■ Exercise instructions: Could you please reproduce every record below exactly, leaving out the pictures?

[Stored items]

* * * *

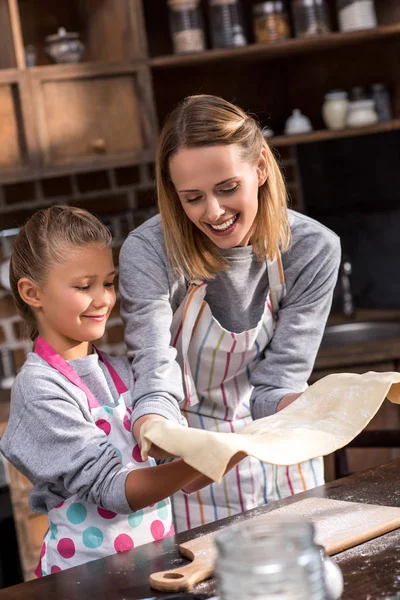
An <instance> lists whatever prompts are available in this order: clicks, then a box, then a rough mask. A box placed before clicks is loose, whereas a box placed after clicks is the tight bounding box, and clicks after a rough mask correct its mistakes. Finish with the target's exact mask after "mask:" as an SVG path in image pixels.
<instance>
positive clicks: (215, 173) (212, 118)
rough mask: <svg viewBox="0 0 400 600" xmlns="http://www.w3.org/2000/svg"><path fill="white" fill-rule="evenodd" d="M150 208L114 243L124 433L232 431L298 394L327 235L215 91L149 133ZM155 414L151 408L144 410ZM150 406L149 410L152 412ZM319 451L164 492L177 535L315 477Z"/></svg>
mask: <svg viewBox="0 0 400 600" xmlns="http://www.w3.org/2000/svg"><path fill="white" fill-rule="evenodd" d="M156 177H157V188H158V203H159V207H160V216H155V217H153V218H152V219H150V220H149V221H147V222H146V223H144V224H143V225H141V226H140V227H138V228H137V229H136V230H135V231H133V232H132V233H131V234H130V235H129V237H128V239H127V240H126V241H125V243H124V246H123V248H122V250H121V255H120V291H121V299H122V304H121V307H122V309H121V314H122V318H123V319H124V322H125V335H126V342H127V345H128V351H129V356H130V357H131V358H132V366H133V370H134V373H135V390H134V405H133V414H132V419H131V420H132V424H133V428H134V429H133V431H134V433H135V434H136V437H137V439H140V435H139V431H140V427H141V424H142V423H143V421H144V420H147V419H151V418H153V417H151V415H150V413H152V412H157V413H158V414H160V413H161V414H163V415H164V416H166V417H167V418H175V412H176V410H177V408H178V407H180V408H181V410H182V412H183V414H184V415H185V417H186V418H187V420H188V423H189V426H190V427H196V428H200V429H206V430H211V431H221V432H231V431H238V430H240V429H241V428H243V427H244V426H245V425H246V424H248V423H251V421H252V420H253V419H257V418H260V417H266V416H268V415H271V414H273V413H275V412H276V411H279V410H282V409H284V408H285V407H286V406H288V405H289V404H290V403H291V402H293V401H295V400H296V399H297V397H298V396H299V395H300V393H301V392H302V391H304V389H305V387H306V385H307V380H308V378H309V376H310V373H311V371H312V368H313V364H314V360H315V356H316V353H317V350H318V347H319V344H320V342H321V338H322V334H323V331H324V327H325V323H326V319H327V316H328V313H329V309H330V305H331V299H332V291H333V288H334V286H335V282H336V279H337V272H338V266H339V262H340V244H339V238H338V237H337V236H336V235H335V234H334V233H333V232H331V231H329V230H328V229H327V228H326V227H324V226H323V225H321V224H320V223H317V222H316V221H314V220H313V219H310V218H309V217H307V216H305V215H302V214H299V213H296V212H294V211H288V209H287V195H286V190H285V184H284V181H283V178H282V174H281V173H280V170H279V167H278V165H277V163H276V160H275V158H274V155H273V152H272V151H271V149H270V148H269V147H268V144H267V143H266V141H265V140H264V138H263V136H262V133H261V130H260V128H259V126H258V124H257V123H256V121H255V120H254V119H253V118H252V117H251V116H250V115H248V114H246V113H245V112H244V111H243V110H241V109H240V108H239V107H238V106H235V105H233V104H231V103H229V102H227V101H225V100H224V99H222V98H218V97H215V96H209V95H198V96H191V97H188V98H186V99H185V100H184V101H183V102H182V103H180V104H179V105H178V106H177V107H176V108H175V109H174V110H173V111H172V113H171V114H170V115H169V117H168V119H167V121H166V123H165V125H164V127H163V129H162V132H161V136H160V140H159V144H158V152H157V161H156ZM156 408H158V410H156ZM159 411H160V413H159ZM323 481H324V478H323V463H322V459H318V458H317V459H313V460H311V461H307V462H306V463H302V464H299V465H293V466H290V467H275V466H273V465H264V464H263V463H261V462H260V461H258V460H256V459H255V458H253V457H248V458H246V459H245V460H244V461H242V462H241V463H240V465H238V466H237V467H236V469H235V471H232V472H231V473H230V474H229V475H227V477H226V478H224V481H223V482H221V483H220V484H213V485H211V486H208V487H207V488H205V489H204V490H202V491H201V492H198V493H197V494H191V495H190V496H186V495H184V494H182V493H181V492H178V493H176V494H175V495H174V497H173V505H174V514H175V525H176V527H177V528H178V530H179V531H181V530H185V529H189V528H191V527H196V526H197V525H202V524H204V523H207V522H210V521H215V520H217V519H222V518H224V517H227V516H229V515H232V514H235V513H238V512H241V511H244V510H248V509H250V508H254V507H256V506H260V505H262V504H264V503H266V502H271V501H272V500H278V499H279V498H281V497H284V496H288V495H291V494H294V493H297V492H302V491H303V490H305V489H309V488H311V487H315V486H317V485H320V484H322V483H323Z"/></svg>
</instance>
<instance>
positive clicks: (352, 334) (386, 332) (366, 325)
mask: <svg viewBox="0 0 400 600" xmlns="http://www.w3.org/2000/svg"><path fill="white" fill-rule="evenodd" d="M394 338H399V344H400V321H364V322H360V323H342V324H341V325H328V326H327V328H326V329H325V333H324V336H323V338H322V342H321V348H328V347H334V346H343V345H346V346H348V345H350V344H363V343H365V342H375V341H384V340H390V339H394Z"/></svg>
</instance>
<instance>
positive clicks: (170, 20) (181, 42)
mask: <svg viewBox="0 0 400 600" xmlns="http://www.w3.org/2000/svg"><path fill="white" fill-rule="evenodd" d="M199 5H200V0H168V7H169V23H170V30H171V36H172V42H173V47H174V53H175V54H186V53H188V52H202V51H203V50H205V38H204V26H203V19H202V14H201V11H200V6H199Z"/></svg>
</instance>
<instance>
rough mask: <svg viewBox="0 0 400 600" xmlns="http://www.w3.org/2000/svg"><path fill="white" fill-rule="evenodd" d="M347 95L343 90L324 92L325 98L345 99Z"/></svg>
mask: <svg viewBox="0 0 400 600" xmlns="http://www.w3.org/2000/svg"><path fill="white" fill-rule="evenodd" d="M347 97H348V94H347V92H346V91H345V90H332V91H330V92H327V93H326V94H325V100H347Z"/></svg>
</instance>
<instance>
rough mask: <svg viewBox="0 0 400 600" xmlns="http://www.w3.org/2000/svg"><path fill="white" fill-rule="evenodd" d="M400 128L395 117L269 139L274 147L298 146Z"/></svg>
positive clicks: (395, 130)
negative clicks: (364, 126) (359, 123)
mask: <svg viewBox="0 0 400 600" xmlns="http://www.w3.org/2000/svg"><path fill="white" fill-rule="evenodd" d="M399 129H400V119H394V120H393V121H388V122H387V123H376V125H368V126H367V127H355V128H353V129H340V130H339V131H331V130H330V129H321V130H318V131H312V132H310V133H302V134H299V135H278V136H276V137H273V138H271V139H270V140H269V144H270V146H272V147H273V148H281V147H282V146H297V145H298V144H311V143H313V142H326V141H328V140H338V139H342V138H350V137H358V136H361V135H372V134H374V133H386V132H388V131H396V130H399Z"/></svg>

* * * *

■ Answer for this exercise:
An <instance> lists whatever prompts are available in this order: clicks, then a box, then a rough mask. A box placed before clicks is loose, whereas a box placed after clicks is the tight bounding box, and clicks after a rough mask correct its mistakes. Finish with the target's exact mask after "mask:" as an SVG path in image pixels.
<instance>
positive clicks: (215, 173) (212, 118)
rough mask: <svg viewBox="0 0 400 600" xmlns="http://www.w3.org/2000/svg"><path fill="white" fill-rule="evenodd" d="M150 208L114 243L124 433L232 431L298 394L327 235L215 91L149 133ZM155 414L151 408L144 410ZM150 406L149 410L152 412ZM319 451L164 492L177 535L315 477Z"/></svg>
mask: <svg viewBox="0 0 400 600" xmlns="http://www.w3.org/2000/svg"><path fill="white" fill-rule="evenodd" d="M156 177H157V188H158V203H159V207H160V216H155V217H153V218H152V219H150V220H149V221H147V222H146V223H144V224H143V225H141V226H140V227H138V228H137V229H136V230H135V231H133V232H132V233H131V234H130V235H129V237H128V239H127V240H126V241H125V243H124V246H123V248H122V250H121V255H120V291H121V299H122V304H121V307H122V309H121V314H122V318H123V319H124V322H125V335H126V342H127V345H128V351H129V356H130V357H131V358H132V366H133V370H134V373H135V390H134V405H133V414H132V419H131V420H132V424H133V428H134V429H133V431H134V433H135V434H136V437H137V439H140V435H139V431H140V427H141V424H142V423H143V421H144V420H147V419H151V418H153V417H151V415H150V413H152V412H157V413H158V414H160V413H161V414H163V415H164V416H166V417H167V418H175V412H176V410H177V408H178V407H180V408H181V410H182V412H183V414H184V415H185V417H186V418H187V420H188V423H189V426H190V427H196V428H200V429H206V430H211V431H221V432H231V431H238V430H240V429H241V428H243V427H244V426H245V425H246V424H248V423H251V421H252V420H253V419H257V418H260V417H266V416H268V415H271V414H273V413H275V412H276V411H279V410H282V409H284V408H285V407H286V406H288V405H289V404H290V403H291V402H293V401H295V400H296V399H297V397H298V396H299V395H300V393H301V392H302V391H304V389H305V387H306V385H307V380H308V378H309V376H310V373H311V371H312V368H313V364H314V360H315V356H316V353H317V350H318V347H319V344H320V342H321V338H322V334H323V331H324V327H325V323H326V319H327V316H328V313H329V309H330V305H331V299H332V291H333V288H334V286H335V282H336V279H337V272H338V266H339V262H340V244H339V238H338V237H337V236H336V235H335V234H334V233H333V232H331V231H329V230H328V229H327V228H326V227H324V226H323V225H321V224H320V223H317V222H316V221H314V220H313V219H310V218H309V217H307V216H305V215H302V214H299V213H296V212H294V211H288V209H287V195H286V190H285V184H284V181H283V178H282V174H281V173H280V170H279V167H278V165H277V163H276V160H275V158H274V155H273V152H272V151H271V149H270V148H269V147H268V144H267V143H266V141H265V140H264V138H263V136H262V133H261V130H260V128H259V126H258V124H257V123H256V121H255V120H254V119H253V118H252V117H251V116H250V115H248V114H246V113H245V112H244V111H243V110H241V109H240V108H239V107H238V106H235V105H233V104H231V103H229V102H227V101H225V100H224V99H222V98H218V97H215V96H209V95H198V96H191V97H188V98H186V99H185V100H184V101H183V102H182V103H180V104H179V105H178V106H177V107H176V108H175V109H174V110H173V111H172V113H171V114H170V115H169V117H168V119H167V121H166V123H165V125H164V127H163V129H162V132H161V136H160V140H159V144H158V152H157V161H156ZM156 408H158V410H156ZM159 411H160V413H159ZM323 481H324V478H323V463H322V459H318V458H317V459H313V460H311V461H307V462H306V463H302V464H299V465H293V466H290V467H275V466H273V465H264V464H263V463H261V462H260V461H258V460H256V459H255V458H253V457H248V458H246V459H245V460H244V461H242V462H241V463H240V465H238V466H237V467H236V469H235V471H232V472H231V473H230V474H229V475H227V477H226V478H224V481H223V482H221V483H220V484H213V485H211V486H208V487H207V488H205V489H204V490H202V491H201V492H198V493H197V494H191V495H190V496H186V495H184V494H182V493H181V492H178V493H176V494H175V495H174V497H173V505H174V514H175V525H176V527H177V528H178V530H179V531H181V530H185V529H189V528H191V527H196V526H197V525H202V524H204V523H207V522H210V521H215V520H217V519H222V518H224V517H227V516H229V515H232V514H235V513H238V512H241V511H244V510H248V509H250V508H254V507H256V506H260V505H262V504H264V503H266V502H271V501H272V500H278V499H279V498H281V497H284V496H288V495H291V494H294V493H297V492H302V491H303V490H305V489H309V488H311V487H315V486H317V485H320V484H322V483H323Z"/></svg>
</instance>
<instance>
positive clicks: (352, 334) (386, 332) (366, 325)
mask: <svg viewBox="0 0 400 600" xmlns="http://www.w3.org/2000/svg"><path fill="white" fill-rule="evenodd" d="M394 338H399V344H400V321H364V322H360V323H342V324H341V325H328V326H327V328H326V329H325V333H324V336H323V338H322V342H321V348H328V347H334V346H343V345H346V346H348V345H350V344H363V343H365V342H375V341H384V340H390V339H394Z"/></svg>
</instance>
<instance>
positive clicks: (170, 20) (181, 42)
mask: <svg viewBox="0 0 400 600" xmlns="http://www.w3.org/2000/svg"><path fill="white" fill-rule="evenodd" d="M199 5H200V0H168V7H169V23H170V30H171V36H172V42H173V47H174V53H175V54H186V53H188V52H202V51H203V50H205V38H204V26H203V19H202V14H201V11H200V6H199Z"/></svg>
</instance>
<instance>
rough mask: <svg viewBox="0 0 400 600" xmlns="http://www.w3.org/2000/svg"><path fill="white" fill-rule="evenodd" d="M347 95L343 90L324 92L325 98L345 99Z"/></svg>
mask: <svg viewBox="0 0 400 600" xmlns="http://www.w3.org/2000/svg"><path fill="white" fill-rule="evenodd" d="M347 97H348V94H347V92H346V91H345V90H332V91H330V92H327V93H326V94H325V100H347Z"/></svg>
</instance>
<instance>
rough mask: <svg viewBox="0 0 400 600" xmlns="http://www.w3.org/2000/svg"><path fill="white" fill-rule="evenodd" d="M400 128L395 117L269 139L274 147L298 146Z"/></svg>
positive clicks: (395, 130)
negative clicks: (364, 126) (359, 123)
mask: <svg viewBox="0 0 400 600" xmlns="http://www.w3.org/2000/svg"><path fill="white" fill-rule="evenodd" d="M399 129H400V119H394V120H393V121H388V122H387V123H376V125H368V126H367V127H355V128H353V129H340V130H339V131H331V130H330V129H321V130H318V131H312V132H310V133H302V134H299V135H278V136H276V137H273V138H271V139H270V140H269V144H270V146H272V147H273V148H281V147H282V146H297V145H298V144H311V143H313V142H326V141H328V140H338V139H342V138H350V137H358V136H361V135H372V134H374V133H386V132H388V131H396V130H399Z"/></svg>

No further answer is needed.